Coordinate annotation entries
■ ■ ■ ■
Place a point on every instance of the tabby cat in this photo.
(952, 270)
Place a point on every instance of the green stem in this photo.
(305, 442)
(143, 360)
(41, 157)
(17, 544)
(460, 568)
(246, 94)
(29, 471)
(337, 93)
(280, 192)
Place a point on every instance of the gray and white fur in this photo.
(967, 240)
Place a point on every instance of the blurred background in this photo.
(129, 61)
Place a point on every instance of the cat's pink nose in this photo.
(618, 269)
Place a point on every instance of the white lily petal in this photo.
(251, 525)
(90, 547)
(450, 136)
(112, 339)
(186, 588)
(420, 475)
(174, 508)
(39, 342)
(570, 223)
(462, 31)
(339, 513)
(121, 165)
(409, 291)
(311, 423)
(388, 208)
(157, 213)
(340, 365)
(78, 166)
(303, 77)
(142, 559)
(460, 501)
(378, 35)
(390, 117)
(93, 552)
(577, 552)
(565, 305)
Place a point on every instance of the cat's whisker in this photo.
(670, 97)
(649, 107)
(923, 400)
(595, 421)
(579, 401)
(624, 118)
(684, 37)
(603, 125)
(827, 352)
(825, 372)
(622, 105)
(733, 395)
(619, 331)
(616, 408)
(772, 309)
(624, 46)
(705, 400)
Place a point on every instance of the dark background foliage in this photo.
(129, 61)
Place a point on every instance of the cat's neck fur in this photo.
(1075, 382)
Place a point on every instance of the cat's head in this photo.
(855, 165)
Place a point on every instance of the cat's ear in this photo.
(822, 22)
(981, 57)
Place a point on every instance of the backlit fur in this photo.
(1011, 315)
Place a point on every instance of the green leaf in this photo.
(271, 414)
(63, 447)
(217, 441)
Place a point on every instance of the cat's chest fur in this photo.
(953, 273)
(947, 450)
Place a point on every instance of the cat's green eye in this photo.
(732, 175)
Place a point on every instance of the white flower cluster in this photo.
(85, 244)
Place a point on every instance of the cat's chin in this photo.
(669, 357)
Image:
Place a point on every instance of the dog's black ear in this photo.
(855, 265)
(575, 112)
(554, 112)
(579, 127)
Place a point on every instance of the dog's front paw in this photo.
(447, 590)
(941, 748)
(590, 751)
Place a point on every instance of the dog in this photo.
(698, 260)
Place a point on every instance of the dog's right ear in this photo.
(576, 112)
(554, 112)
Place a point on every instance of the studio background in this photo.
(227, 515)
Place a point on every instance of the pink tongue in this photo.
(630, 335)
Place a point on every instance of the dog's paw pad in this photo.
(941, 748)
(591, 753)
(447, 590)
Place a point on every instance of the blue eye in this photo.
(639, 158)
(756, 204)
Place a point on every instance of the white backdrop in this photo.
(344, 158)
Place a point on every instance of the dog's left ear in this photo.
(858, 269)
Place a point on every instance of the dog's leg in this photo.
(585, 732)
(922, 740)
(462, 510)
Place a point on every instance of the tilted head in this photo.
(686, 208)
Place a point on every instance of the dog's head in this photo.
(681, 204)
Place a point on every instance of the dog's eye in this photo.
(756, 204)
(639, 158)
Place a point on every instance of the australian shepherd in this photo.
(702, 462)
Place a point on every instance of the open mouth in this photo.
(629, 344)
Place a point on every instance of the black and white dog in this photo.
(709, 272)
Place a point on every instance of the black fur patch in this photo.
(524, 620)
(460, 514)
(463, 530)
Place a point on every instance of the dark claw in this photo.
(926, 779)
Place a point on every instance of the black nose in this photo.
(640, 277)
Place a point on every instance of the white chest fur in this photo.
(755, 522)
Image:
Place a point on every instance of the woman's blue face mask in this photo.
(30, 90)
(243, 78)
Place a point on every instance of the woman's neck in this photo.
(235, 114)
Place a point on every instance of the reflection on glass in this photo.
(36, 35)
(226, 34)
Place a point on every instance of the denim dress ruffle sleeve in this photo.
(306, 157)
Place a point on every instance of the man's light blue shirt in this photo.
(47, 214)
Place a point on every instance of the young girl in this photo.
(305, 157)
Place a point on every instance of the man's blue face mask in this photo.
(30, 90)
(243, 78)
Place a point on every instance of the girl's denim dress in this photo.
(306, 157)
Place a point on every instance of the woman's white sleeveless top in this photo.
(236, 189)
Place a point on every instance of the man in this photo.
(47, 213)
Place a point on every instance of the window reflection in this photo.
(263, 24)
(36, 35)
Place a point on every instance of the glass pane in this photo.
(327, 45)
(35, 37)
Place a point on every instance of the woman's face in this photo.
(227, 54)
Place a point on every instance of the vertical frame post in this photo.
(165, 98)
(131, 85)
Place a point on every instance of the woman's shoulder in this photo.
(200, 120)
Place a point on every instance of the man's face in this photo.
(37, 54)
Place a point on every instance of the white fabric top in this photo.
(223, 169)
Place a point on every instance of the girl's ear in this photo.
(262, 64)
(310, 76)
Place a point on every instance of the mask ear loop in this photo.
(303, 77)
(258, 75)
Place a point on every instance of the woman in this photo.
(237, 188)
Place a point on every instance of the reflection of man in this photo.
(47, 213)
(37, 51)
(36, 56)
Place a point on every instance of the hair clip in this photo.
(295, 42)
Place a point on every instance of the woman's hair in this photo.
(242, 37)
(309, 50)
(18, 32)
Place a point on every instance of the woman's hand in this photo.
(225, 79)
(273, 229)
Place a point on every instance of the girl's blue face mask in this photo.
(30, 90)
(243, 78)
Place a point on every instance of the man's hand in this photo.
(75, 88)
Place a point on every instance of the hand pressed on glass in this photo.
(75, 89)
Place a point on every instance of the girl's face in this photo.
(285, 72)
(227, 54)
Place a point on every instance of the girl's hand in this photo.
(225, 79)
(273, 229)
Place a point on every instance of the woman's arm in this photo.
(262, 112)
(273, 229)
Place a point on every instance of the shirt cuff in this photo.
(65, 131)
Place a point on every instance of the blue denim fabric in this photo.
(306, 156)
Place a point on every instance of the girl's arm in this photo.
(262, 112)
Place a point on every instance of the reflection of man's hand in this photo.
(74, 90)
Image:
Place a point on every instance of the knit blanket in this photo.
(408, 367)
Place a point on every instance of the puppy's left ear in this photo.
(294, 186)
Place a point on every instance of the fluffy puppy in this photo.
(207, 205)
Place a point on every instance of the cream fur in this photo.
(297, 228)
■ ■ ■ ■
_STATED PROBLEM_
Can you write out all the records above again, changing every "in this photo" to "in the picture" and leaving the rest untouched?

_ANSWER_
Place a point on every instance of the tabby cat in the picture.
(952, 270)
Place a point on every instance of the green stem in the picture.
(305, 442)
(143, 360)
(41, 157)
(17, 544)
(460, 568)
(246, 94)
(29, 471)
(337, 93)
(280, 192)
Place a point on every instance of the gray and white fur in the picture.
(967, 240)
Place a point on every instance of the blurred background in the picture.
(129, 61)
Place a point on every instance of the cat's pink nose in the picture.
(618, 269)
Place a point on every instance of the white lily petal in the picture.
(251, 525)
(90, 547)
(450, 136)
(112, 339)
(186, 588)
(420, 475)
(174, 508)
(39, 342)
(570, 223)
(462, 31)
(339, 513)
(121, 165)
(409, 291)
(311, 423)
(388, 208)
(157, 213)
(340, 365)
(78, 166)
(303, 77)
(142, 559)
(460, 501)
(378, 35)
(390, 117)
(93, 552)
(577, 552)
(565, 305)
Place a point on every instance of the cat's whisker in the picture.
(670, 97)
(649, 107)
(923, 400)
(595, 421)
(579, 401)
(624, 118)
(684, 37)
(603, 125)
(827, 352)
(825, 372)
(622, 105)
(733, 395)
(619, 331)
(616, 408)
(772, 309)
(624, 46)
(705, 400)
Place a point on every instance of the dark background foliage in the picture.
(129, 61)
Place a point on every instance of the cat's neck fur in the picture.
(1075, 382)
Place a point on every instance of the cat's head in the picture.
(855, 165)
Place a point on every instance of the cat's ear in the picture.
(822, 22)
(981, 57)
Place a point on every instance of the backlit fur in the picture.
(1011, 315)
Place a point on every instance of the green leaf in the picture.
(271, 414)
(63, 447)
(217, 441)
Place a point on every instance of the cat's chest fur in the picture.
(953, 273)
(947, 450)
Place a point on every instance of the cat's green eye in the picture.
(732, 175)
Place a point on every instance of the white flower cluster in the picture.
(85, 244)
Place a point on every instance of the cat's chin in the picture.
(669, 357)
Image:
Place a point on every instance of the dog's black ear in the picture.
(855, 265)
(575, 112)
(554, 112)
(579, 127)
Place a point on every instance of the dog's front paw in the picture.
(447, 590)
(941, 748)
(590, 751)
Place a point on every instance of the dog in the picture.
(698, 260)
Place a point on every instance of the dog's right ear in the picture.
(576, 112)
(554, 112)
Place a point on every instance of the studio background in the picture.
(227, 515)
Place a point on every instance of the pink tongue in the picture.
(630, 335)
Place a point on every instance of the dog's paw pad in the picture.
(941, 748)
(591, 753)
(447, 590)
Place a point on every instance of the blue eye in the picture.
(639, 158)
(756, 204)
Place a point on every instance of the white backdrop in the picture.
(344, 158)
Place a point on every instance of the dog's left ear in the picture.
(858, 269)
Place a point on every instance of the dog's leg in the picture.
(585, 732)
(922, 740)
(462, 510)
Place a point on every instance of the tilted head in the picture.
(686, 208)
Place a point on every instance of the dog's head in the picture.
(681, 204)
Place a point on every instance of the dog's eye in the picture.
(756, 204)
(639, 158)
Place a point on every instance of the australian shepherd in the picture.
(702, 462)
Place a point on every instance of the open mouth in the picture.
(629, 344)
Place a point on every instance of the black and white dog in the picture.
(709, 272)
Place a point on every instance of the black fur patch in the picture.
(524, 620)
(460, 514)
(463, 530)
Place a point on every instance of the dark claw in the picture.
(926, 779)
Place a point on every instance of the black nose in the picture.
(640, 277)
Place a point on every instance of the white chest fur in the picture.
(755, 522)
Image:
Place a point on every instance of the woman's blue face mask in the picture.
(30, 90)
(243, 78)
Place a point on every instance of the woman's neck in the picture.
(235, 114)
Place a point on every instance of the reflection on glass in the picture.
(36, 35)
(226, 34)
Place a point on every instance of the denim dress ruffle sleeve in the picture.
(306, 157)
Place a point on every instance of the man's light blue shirt in the picture.
(47, 214)
Place a point on every instance of the young girl in the picture.
(305, 157)
Place a point on every instance of the man's blue face mask in the picture.
(30, 90)
(243, 78)
Place a point on every instance of the girl's denim dress in the picture.
(306, 157)
Place a point on every instance of the woman's white sleeveless top in the picture.
(236, 189)
Place a point on every instance of the man in the picture.
(47, 213)
Place a point on every instance of the window reflection in the picture.
(263, 24)
(36, 35)
Place a point on every instance of the glass pane in the picture.
(327, 45)
(35, 37)
Place a point on every instance of the woman's face in the picture.
(227, 54)
Place a point on every instance of the vertical frame post in the picture.
(165, 98)
(131, 85)
Place a point on every instance of the woman's shoulder in the picture.
(200, 120)
Place a point on every instance of the man's face in the picture.
(37, 54)
Place a point on every instance of the white fabric top in the picture.
(223, 169)
Place a point on every instance of the girl's ear in the picture.
(262, 64)
(310, 76)
Place a point on every instance of the mask ear loop in the picture.
(303, 77)
(258, 75)
Place a point on every instance of the woman in the picture.
(237, 188)
Place a point on every instance of the reflection of man in the picture.
(47, 213)
(37, 51)
(36, 56)
Place a point on every instance of the hair clip in the picture.
(295, 42)
Place a point on every instance of the woman's hair in the picture.
(242, 37)
(309, 50)
(18, 32)
Place a point on every instance of the woman's hand in the picture.
(225, 79)
(273, 229)
Place a point on every instance of the girl's blue face mask in the picture.
(30, 90)
(243, 78)
Place a point on every instance of the man's hand in the picture.
(75, 88)
Place a point on every instance of the hand pressed on glass in the picture.
(75, 89)
Place a point on every instance of the girl's face in the picture.
(285, 72)
(227, 54)
Place a point on every instance of the girl's hand in the picture.
(225, 79)
(273, 229)
Place a point on every instance of the woman's arm in the picture.
(262, 112)
(273, 229)
Place a point on every instance of the shirt cuff in the picture.
(65, 131)
Place a point on every instance of the blue denim fabric in the picture.
(306, 156)
Place a point on every instance of the girl's arm in the picture.
(262, 112)
Place a point on every instance of the reflection of man's hand in the picture.
(74, 90)
Image:
Place a point on every instance of the knit blanket in the picture.
(408, 367)
Place a point on every instance of the puppy's left ear in the picture.
(294, 186)
Place a point on every instance of the fluffy puppy in the picture.
(207, 205)
Place a point on every instance of the cream fur in the picture.
(297, 228)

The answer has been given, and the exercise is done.